* [EXERCISE PROMPT] Given the material below, output exactly the lines from the line with "foliage with a single point, one per instance." to the line with "tower with a single point, one per instance.", both ends included, and no other lines.

* [DATASET ENTRIES]
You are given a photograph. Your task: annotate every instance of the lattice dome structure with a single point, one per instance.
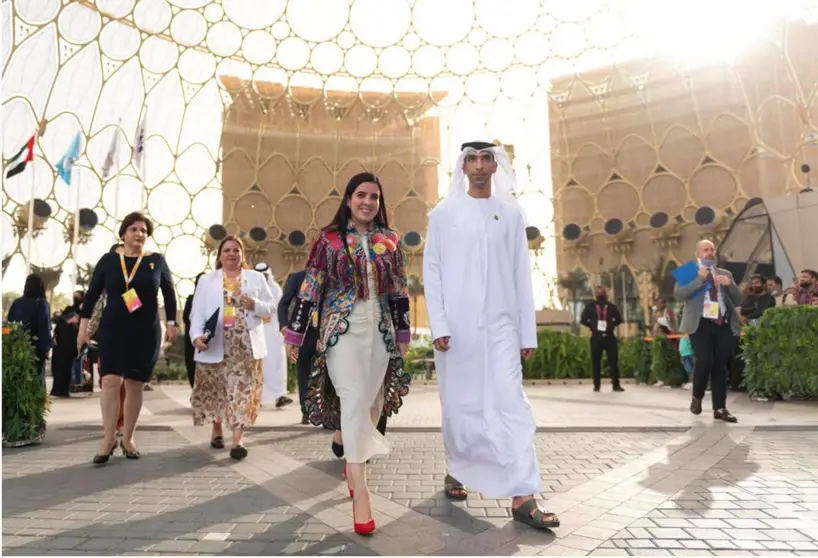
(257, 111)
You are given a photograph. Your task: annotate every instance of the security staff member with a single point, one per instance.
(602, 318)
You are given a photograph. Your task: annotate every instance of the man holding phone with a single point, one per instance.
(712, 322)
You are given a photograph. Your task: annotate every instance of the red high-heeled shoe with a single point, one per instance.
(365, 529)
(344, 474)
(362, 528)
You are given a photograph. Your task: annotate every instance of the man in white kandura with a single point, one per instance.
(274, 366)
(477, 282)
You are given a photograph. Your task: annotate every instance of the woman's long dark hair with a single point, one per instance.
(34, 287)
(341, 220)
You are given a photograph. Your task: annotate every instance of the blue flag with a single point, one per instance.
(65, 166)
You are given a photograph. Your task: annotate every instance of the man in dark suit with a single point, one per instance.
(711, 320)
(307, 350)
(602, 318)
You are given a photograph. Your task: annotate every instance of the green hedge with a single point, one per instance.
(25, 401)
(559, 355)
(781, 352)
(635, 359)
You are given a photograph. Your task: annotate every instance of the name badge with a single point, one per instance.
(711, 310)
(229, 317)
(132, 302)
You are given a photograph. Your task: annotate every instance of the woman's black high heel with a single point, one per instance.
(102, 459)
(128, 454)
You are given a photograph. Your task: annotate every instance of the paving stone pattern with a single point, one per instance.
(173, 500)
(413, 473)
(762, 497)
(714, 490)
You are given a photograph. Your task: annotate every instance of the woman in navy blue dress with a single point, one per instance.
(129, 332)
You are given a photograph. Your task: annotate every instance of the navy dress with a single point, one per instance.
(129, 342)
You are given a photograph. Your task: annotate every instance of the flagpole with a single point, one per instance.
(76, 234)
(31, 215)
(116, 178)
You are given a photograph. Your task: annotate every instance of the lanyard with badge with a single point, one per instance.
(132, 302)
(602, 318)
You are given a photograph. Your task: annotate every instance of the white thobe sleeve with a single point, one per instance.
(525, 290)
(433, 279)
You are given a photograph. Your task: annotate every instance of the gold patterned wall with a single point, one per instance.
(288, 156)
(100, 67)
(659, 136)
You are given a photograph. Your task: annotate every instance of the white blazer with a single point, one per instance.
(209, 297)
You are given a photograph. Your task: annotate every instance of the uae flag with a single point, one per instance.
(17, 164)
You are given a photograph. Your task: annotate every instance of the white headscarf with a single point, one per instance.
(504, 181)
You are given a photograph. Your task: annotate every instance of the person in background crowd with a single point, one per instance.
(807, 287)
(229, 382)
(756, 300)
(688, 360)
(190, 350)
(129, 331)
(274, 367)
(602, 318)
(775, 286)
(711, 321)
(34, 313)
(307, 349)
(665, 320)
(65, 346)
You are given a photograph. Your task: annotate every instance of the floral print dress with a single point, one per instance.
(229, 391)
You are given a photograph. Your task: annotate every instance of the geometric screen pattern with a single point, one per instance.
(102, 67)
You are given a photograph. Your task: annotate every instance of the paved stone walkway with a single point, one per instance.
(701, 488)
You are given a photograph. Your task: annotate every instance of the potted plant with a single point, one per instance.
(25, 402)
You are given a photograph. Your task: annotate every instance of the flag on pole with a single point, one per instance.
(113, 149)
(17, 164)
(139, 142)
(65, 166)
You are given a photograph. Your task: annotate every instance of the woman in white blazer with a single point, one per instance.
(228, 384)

---

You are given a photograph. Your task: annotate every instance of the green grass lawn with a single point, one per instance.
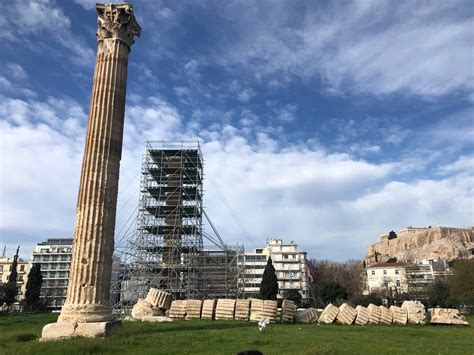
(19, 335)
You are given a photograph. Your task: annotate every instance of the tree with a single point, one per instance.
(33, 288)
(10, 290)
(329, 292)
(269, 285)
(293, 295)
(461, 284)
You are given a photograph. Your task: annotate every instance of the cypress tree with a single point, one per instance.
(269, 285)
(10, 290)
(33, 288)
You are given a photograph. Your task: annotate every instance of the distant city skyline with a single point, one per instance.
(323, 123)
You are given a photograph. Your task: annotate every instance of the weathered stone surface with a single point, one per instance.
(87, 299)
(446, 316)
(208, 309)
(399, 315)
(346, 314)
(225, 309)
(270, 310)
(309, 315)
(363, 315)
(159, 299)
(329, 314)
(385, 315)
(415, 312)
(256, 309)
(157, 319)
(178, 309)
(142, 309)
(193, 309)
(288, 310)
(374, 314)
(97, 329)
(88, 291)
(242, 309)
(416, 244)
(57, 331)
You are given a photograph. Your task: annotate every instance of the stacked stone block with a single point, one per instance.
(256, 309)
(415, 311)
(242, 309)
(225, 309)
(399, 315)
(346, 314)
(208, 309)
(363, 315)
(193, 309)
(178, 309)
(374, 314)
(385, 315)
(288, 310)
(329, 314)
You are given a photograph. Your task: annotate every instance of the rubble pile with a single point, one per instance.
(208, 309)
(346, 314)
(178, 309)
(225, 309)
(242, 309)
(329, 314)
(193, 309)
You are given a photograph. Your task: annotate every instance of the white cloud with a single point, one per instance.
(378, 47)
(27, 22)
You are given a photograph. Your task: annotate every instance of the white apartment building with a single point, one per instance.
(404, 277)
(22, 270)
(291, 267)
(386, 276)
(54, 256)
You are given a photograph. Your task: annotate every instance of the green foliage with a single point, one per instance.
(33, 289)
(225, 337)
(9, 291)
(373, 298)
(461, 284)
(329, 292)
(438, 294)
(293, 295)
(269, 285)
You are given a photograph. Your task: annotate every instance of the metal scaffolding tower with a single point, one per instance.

* [ANSWER TO THIS PROBLEM]
You are given a photograph. Your task: annotate every instance of the green foliage with a single point, one per instance.
(33, 289)
(225, 337)
(9, 291)
(373, 298)
(461, 284)
(329, 292)
(438, 294)
(293, 295)
(269, 285)
You are given a photograph. Your task: annotate every instance of the metal scaffolding tower with a single point, one per instance.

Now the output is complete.